_DATASET RECORDS_.
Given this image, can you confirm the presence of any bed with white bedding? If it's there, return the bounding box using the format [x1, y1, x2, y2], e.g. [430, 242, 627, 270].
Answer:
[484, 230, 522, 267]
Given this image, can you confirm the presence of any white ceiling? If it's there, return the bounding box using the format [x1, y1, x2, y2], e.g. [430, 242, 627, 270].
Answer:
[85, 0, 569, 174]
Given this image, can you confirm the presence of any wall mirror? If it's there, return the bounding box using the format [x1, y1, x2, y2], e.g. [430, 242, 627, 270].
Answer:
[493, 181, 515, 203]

_EXERCISE GOAL_. Reproduce all of the entries above word for word, keeping every line.

_RESULT OF THE EXERCISE_.
Given this image, can you confirm the presence of any bed with white bedding? If it's there, return the bounding box using the format [x1, y1, x2, y2], e.g. [430, 242, 627, 270].
Answer:
[484, 230, 522, 267]
Given this image, can you confirm the presence of any white ceiling? If it's there, return the bounding box using the format [x1, y1, x2, y2], e.g. [430, 242, 627, 270].
Answer:
[85, 0, 569, 174]
Given this image, can you confirm the presence of any wall mirror? If it's there, return the bounding box using the format [x1, y1, x2, y2], e.g. [430, 242, 627, 270].
Answer:
[493, 181, 515, 203]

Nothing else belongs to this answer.